Disease or morals
Thank you very much, I have had a sober weekend, filling my time with exercise and keeping busy. I think maybe I do read too many books etc, trying to find an answer and maybe an idea that a light will go on for me. One thing I am certain about is that alcoholism gets worse and has taken me further and further down. Once again thankyou and I hope I continue with the strength I have had this weekend, and you continue with your sobriety.
I tend to lean more towards being a disease. But as others have said, it really doesn't matter. The fact is, quitting is very very difficult. It is one of the hardest things I have ever done. But as I heard here many times. I finally wanted to stop more than I wanted to drink. I wen't to AA, and I don't think I would have made it without it. But there were many many times I almost gave in. But the simple thing that made me succeed instead of failing is. I DIDN"T GIVE IN. The longer you go without giving in, the easier it gets. And there is nothing like the feeling at the end of the day when you look back and say. You know what? I wen't all day today without even thinking about a drink. 500 days ago I would have said, that just wouldn't be possible for me. But believe me. I have been sober almost a year and a half, and there have been a lot of days I look back and wen't all day without thinking of a drink. So before you pick up that first drink, think about what you are throwing away. It might be your whole life.

DATASET.
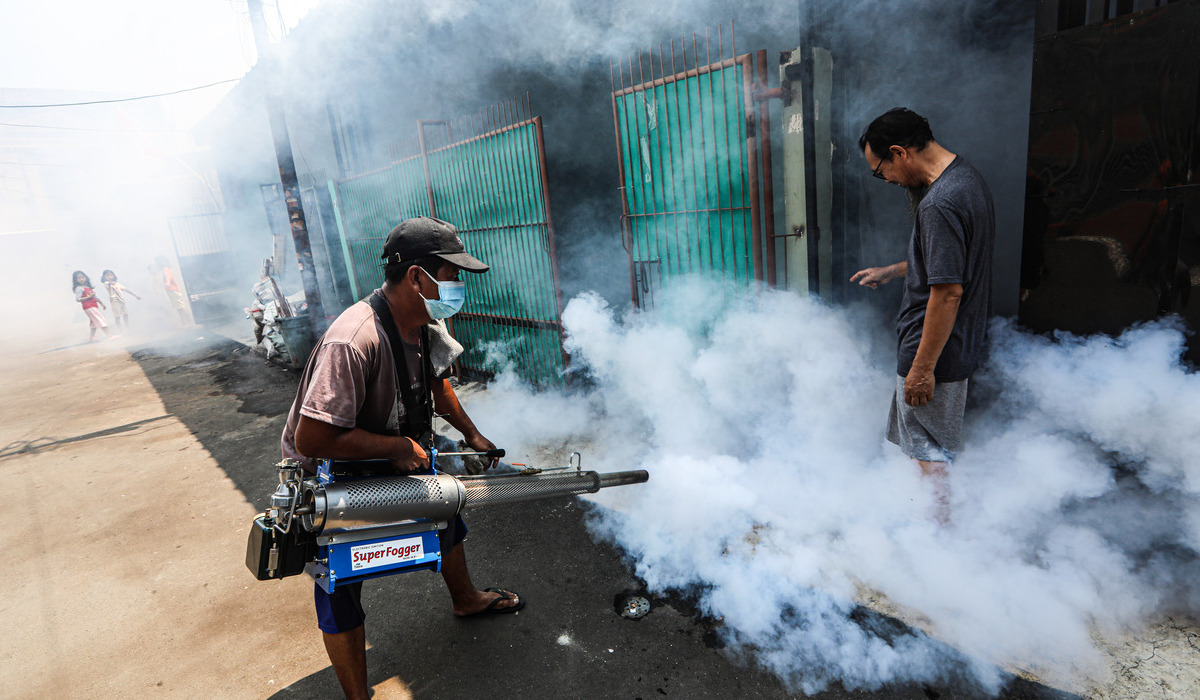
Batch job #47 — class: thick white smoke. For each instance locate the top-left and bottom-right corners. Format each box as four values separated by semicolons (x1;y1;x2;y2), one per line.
470;281;1200;693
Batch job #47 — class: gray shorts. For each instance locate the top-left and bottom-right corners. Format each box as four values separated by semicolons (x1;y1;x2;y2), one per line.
888;377;970;462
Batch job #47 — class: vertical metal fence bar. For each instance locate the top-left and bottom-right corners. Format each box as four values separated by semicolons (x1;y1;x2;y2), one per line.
533;116;571;377
479;106;521;381
739;54;763;280
328;180;361;301
757;50;778;287
670;38;703;274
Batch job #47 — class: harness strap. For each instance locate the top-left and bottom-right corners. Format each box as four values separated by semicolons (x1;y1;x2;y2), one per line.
368;294;433;441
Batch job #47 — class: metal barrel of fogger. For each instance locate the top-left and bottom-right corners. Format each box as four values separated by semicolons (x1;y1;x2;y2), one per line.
301;469;649;534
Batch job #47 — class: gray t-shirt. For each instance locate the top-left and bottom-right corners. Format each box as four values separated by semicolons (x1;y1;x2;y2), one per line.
280;289;463;471
896;157;996;382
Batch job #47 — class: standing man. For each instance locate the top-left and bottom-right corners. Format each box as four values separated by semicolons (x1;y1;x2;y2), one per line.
282;217;524;699
850;107;996;525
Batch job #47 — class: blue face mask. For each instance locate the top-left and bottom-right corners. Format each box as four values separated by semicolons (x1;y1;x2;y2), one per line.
418;268;467;321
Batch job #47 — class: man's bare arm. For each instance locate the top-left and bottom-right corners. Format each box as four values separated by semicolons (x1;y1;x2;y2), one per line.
433;379;499;467
904;285;962;406
850;261;908;289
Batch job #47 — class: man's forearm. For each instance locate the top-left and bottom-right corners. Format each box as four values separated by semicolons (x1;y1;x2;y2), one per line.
295;415;413;460
912;285;962;372
433;379;480;442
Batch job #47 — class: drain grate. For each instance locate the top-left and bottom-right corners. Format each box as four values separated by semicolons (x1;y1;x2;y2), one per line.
617;596;650;620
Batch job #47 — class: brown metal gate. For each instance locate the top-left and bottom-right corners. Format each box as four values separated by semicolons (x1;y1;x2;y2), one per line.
612;26;776;307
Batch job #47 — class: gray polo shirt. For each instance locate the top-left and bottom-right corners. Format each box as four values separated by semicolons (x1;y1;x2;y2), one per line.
896;157;996;382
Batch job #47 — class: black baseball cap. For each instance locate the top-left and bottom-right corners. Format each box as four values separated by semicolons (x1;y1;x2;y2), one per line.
379;216;487;273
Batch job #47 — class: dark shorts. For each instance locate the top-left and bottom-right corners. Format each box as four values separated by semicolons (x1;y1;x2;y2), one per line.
312;515;467;634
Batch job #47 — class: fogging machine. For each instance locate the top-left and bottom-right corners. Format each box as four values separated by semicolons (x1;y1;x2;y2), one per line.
246;450;649;593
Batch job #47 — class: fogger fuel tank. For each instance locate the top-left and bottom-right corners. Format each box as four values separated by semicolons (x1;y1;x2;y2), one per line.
246;460;649;592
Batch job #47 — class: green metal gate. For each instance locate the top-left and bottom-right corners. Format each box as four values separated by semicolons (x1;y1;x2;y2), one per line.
329;100;566;384
612;31;775;307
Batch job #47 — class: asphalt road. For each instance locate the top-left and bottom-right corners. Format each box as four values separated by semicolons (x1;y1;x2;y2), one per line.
0;329;1074;700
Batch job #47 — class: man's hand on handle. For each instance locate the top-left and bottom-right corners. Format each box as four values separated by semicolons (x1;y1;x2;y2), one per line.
464;432;500;471
391;437;430;472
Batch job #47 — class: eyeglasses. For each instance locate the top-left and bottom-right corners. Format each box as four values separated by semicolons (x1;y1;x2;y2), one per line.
871;158;887;180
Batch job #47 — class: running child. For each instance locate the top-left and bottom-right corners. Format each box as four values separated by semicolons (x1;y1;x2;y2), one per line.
100;270;142;333
71;270;113;342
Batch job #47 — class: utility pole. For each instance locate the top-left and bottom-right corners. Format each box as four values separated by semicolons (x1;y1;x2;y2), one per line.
246;0;325;345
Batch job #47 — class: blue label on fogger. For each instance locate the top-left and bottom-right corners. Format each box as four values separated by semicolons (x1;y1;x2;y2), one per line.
350;534;426;572
313;531;442;591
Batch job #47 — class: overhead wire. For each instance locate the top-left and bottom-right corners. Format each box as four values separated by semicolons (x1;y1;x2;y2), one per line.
0;78;241;109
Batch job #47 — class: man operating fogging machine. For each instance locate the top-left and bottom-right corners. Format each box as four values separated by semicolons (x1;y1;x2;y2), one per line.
282;217;524;698
850;107;996;523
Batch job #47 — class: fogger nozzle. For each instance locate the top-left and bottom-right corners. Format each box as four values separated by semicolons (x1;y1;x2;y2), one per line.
298;469;649;534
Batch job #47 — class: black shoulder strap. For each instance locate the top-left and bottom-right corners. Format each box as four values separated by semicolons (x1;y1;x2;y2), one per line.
368;294;433;441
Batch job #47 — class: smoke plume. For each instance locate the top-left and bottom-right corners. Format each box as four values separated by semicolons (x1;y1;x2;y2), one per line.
472;281;1200;693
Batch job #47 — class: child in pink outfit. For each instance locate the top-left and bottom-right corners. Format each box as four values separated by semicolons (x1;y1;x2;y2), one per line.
71;270;113;342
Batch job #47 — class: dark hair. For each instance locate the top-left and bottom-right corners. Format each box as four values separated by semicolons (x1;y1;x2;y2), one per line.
383;256;446;285
858;107;934;161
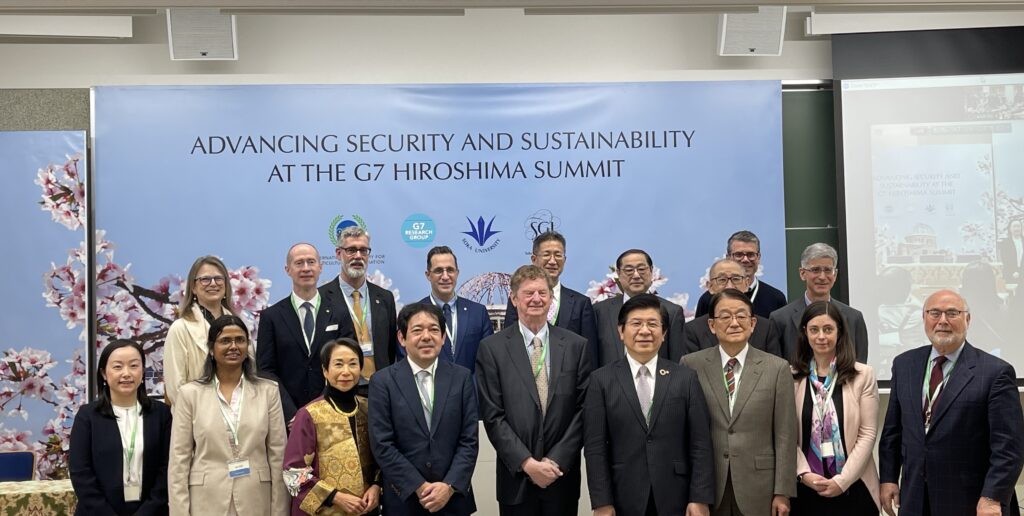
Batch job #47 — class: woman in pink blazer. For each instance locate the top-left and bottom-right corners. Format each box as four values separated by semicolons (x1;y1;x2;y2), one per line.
791;301;879;516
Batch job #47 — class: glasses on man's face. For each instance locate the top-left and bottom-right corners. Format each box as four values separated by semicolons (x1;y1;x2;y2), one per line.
618;265;650;277
801;267;839;276
341;247;371;256
925;308;967;320
711;275;746;287
196;275;224;287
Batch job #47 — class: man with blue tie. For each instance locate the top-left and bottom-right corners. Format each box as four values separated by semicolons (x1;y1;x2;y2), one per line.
369;303;478;516
420;246;495;372
879;290;1024;516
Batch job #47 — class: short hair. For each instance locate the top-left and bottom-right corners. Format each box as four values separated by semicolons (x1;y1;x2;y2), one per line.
395;303;444;339
788;301;857;385
725;229;761;254
708;287;754;318
800;242;839;267
427;246;459;272
96;339;151;418
618;294;669;332
531;229;565;254
509;264;551;296
321;337;362;372
338;225;370;247
198;314;259;384
615;249;654;270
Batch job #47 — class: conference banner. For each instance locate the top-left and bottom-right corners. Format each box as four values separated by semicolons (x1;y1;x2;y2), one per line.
93;81;785;392
0;131;88;479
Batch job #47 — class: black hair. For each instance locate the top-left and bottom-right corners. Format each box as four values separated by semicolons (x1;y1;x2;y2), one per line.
96;339;151;418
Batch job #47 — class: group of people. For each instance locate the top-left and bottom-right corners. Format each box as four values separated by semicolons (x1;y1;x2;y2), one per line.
71;227;1024;516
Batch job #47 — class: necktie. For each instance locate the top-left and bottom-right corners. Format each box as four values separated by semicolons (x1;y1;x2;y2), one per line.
302;301;315;346
416;370;434;430
637;366;651;423
529;337;548;416
441;303;455;357
725;357;739;398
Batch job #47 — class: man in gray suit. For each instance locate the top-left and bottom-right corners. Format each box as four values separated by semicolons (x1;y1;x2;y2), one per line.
682;289;797;516
768;243;867;363
594;249;686;369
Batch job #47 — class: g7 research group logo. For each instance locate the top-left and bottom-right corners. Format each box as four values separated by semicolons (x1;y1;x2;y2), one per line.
328;214;367;247
462;215;502;253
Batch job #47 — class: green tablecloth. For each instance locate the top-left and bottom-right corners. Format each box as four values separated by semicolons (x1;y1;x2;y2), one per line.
0;480;78;516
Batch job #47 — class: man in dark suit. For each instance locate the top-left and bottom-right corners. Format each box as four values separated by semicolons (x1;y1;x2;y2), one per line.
695;229;785;318
502;231;598;362
683;258;782;356
370;303;479;516
319;226;398;379
879;291;1024;516
584;294;715;516
768;243;867;363
594;249;686;367
476;265;590;516
420;246;495;372
256;243;354;422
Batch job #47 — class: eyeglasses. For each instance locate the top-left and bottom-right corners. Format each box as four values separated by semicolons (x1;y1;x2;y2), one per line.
196;276;224;287
800;267;839;275
618;265;650;277
711;275;746;287
925;308;968;320
341;247;371;256
712;312;751;325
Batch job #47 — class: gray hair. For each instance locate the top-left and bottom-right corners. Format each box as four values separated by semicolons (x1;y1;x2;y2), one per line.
800;242;839;267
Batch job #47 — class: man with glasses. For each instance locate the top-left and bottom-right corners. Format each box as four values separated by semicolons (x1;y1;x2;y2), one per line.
879;290;1024;516
682;289;797;516
696;229;785;317
502;231;598;364
594;249;686;367
768;242;867;363
420;246;495;372
319;226;398;380
683;258;782;356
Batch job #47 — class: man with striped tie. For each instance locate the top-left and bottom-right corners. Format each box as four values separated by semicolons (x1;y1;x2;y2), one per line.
682;289;797;516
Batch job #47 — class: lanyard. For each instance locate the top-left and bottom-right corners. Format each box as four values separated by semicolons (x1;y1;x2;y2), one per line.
213;375;246;458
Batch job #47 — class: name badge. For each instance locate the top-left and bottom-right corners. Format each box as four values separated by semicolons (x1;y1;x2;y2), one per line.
125;483;142;502
227;459;251;478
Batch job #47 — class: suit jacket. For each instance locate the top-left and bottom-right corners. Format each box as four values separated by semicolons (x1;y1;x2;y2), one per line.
369;358;479;516
256;295;355;415
794;363;880;508
417;296;495;373
476;325;590;505
318;276;398;370
168;380;291;516
694;280;785;318
69;400;171;516
769;296;867;363
584;358;715;514
683;315;782;357
594;295;686;368
683;346;798;514
502;285;600;363
879;343;1024;516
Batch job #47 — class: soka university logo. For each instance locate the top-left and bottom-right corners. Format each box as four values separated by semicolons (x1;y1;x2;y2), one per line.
462;215;502;253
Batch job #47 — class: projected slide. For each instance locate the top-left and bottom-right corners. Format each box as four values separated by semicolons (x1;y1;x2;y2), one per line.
841;75;1024;379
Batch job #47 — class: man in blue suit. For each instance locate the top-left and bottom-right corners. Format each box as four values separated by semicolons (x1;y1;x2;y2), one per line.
502;230;598;363
420;246;495;372
879;290;1024;516
370;303;478;516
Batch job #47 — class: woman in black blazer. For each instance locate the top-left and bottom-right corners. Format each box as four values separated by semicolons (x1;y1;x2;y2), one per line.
69;340;171;516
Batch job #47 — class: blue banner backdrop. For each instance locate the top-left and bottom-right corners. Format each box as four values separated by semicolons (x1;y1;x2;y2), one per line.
94;81;785;391
0;131;87;479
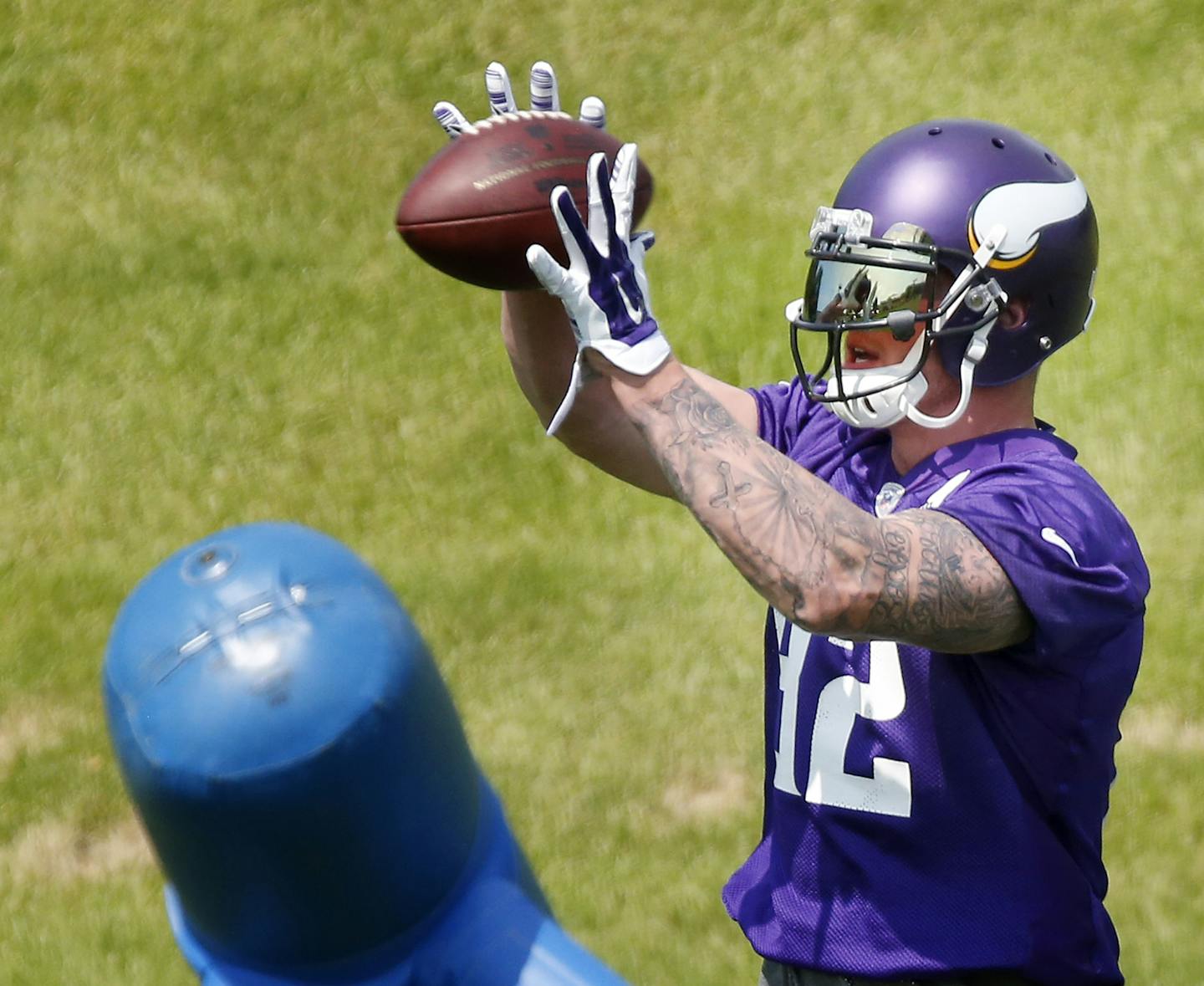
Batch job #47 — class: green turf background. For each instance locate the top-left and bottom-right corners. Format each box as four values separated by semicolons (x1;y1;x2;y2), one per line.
0;0;1204;986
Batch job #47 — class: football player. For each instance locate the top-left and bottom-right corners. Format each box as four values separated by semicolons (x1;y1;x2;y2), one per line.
441;64;1149;986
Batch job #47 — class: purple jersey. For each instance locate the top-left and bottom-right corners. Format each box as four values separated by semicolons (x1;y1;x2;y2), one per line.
723;379;1149;986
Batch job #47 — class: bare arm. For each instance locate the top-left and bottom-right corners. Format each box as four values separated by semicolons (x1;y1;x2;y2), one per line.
614;360;1032;652
502;291;756;496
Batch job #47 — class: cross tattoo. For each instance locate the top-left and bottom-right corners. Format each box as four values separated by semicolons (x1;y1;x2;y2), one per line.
711;462;752;509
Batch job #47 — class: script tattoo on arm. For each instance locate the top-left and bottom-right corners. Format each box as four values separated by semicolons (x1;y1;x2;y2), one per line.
631;379;1032;652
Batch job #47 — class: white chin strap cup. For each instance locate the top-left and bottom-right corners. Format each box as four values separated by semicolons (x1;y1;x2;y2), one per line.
829;336;928;427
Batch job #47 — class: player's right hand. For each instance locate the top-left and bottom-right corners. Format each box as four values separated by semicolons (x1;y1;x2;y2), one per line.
431;61;605;139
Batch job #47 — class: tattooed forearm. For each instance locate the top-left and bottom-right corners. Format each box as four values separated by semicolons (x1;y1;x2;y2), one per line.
632;379;1029;651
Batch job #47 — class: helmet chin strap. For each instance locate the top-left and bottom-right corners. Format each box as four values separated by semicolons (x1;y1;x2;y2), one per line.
906;319;996;427
829;334;928;427
831;225;1008;428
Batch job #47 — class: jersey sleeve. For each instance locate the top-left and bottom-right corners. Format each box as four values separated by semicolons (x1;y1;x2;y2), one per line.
938;460;1150;663
749;377;819;452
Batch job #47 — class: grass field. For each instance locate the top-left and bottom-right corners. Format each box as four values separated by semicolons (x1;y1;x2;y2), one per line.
0;0;1204;986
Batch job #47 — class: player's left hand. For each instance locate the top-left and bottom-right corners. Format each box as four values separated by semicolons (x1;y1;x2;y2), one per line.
528;143;671;435
431;61;605;140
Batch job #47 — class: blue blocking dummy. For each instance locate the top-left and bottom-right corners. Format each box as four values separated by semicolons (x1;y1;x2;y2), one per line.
104;524;622;986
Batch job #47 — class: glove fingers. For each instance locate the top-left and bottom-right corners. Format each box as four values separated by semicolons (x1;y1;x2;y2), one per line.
485;61;518;115
526;243;564;298
585;151;614;257
431;100;468;139
586;151;625;257
577;96;605;130
531;61;560;113
552;186;597;272
610;143;638;239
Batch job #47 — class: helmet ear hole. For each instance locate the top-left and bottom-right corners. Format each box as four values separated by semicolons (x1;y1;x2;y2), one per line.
999;298;1028;332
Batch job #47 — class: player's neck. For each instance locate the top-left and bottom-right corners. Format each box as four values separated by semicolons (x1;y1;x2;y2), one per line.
890;377;1035;476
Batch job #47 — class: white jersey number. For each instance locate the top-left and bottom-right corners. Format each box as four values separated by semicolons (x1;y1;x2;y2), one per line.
773;613;911;819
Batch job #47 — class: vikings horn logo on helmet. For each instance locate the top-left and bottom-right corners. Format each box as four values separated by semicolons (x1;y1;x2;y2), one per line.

REQUIRED ACTIONS.
**A.** Decide whether each statement agrees with the "Disease or morals" thread. Answer yes or no for each, and quote the deciding words. (i) The writer of the second post has been sober for almost a year and a half. (ii) The writer of the first post spent the weekend drinking. (iii) The writer of the second post thinks quitting would have been possible without AA.
**B.** In the "Disease or morals" thread, what did the writer of the first post fill the weekend with?

ANSWERS PER TASK.
**A.**
(i) Yes: "I have been sober almost a year and a half"
(ii) No: "I have had a sober weekend"
(iii) No: "I don't think I would have made it without it"

**B.** Exercise and keeping busy.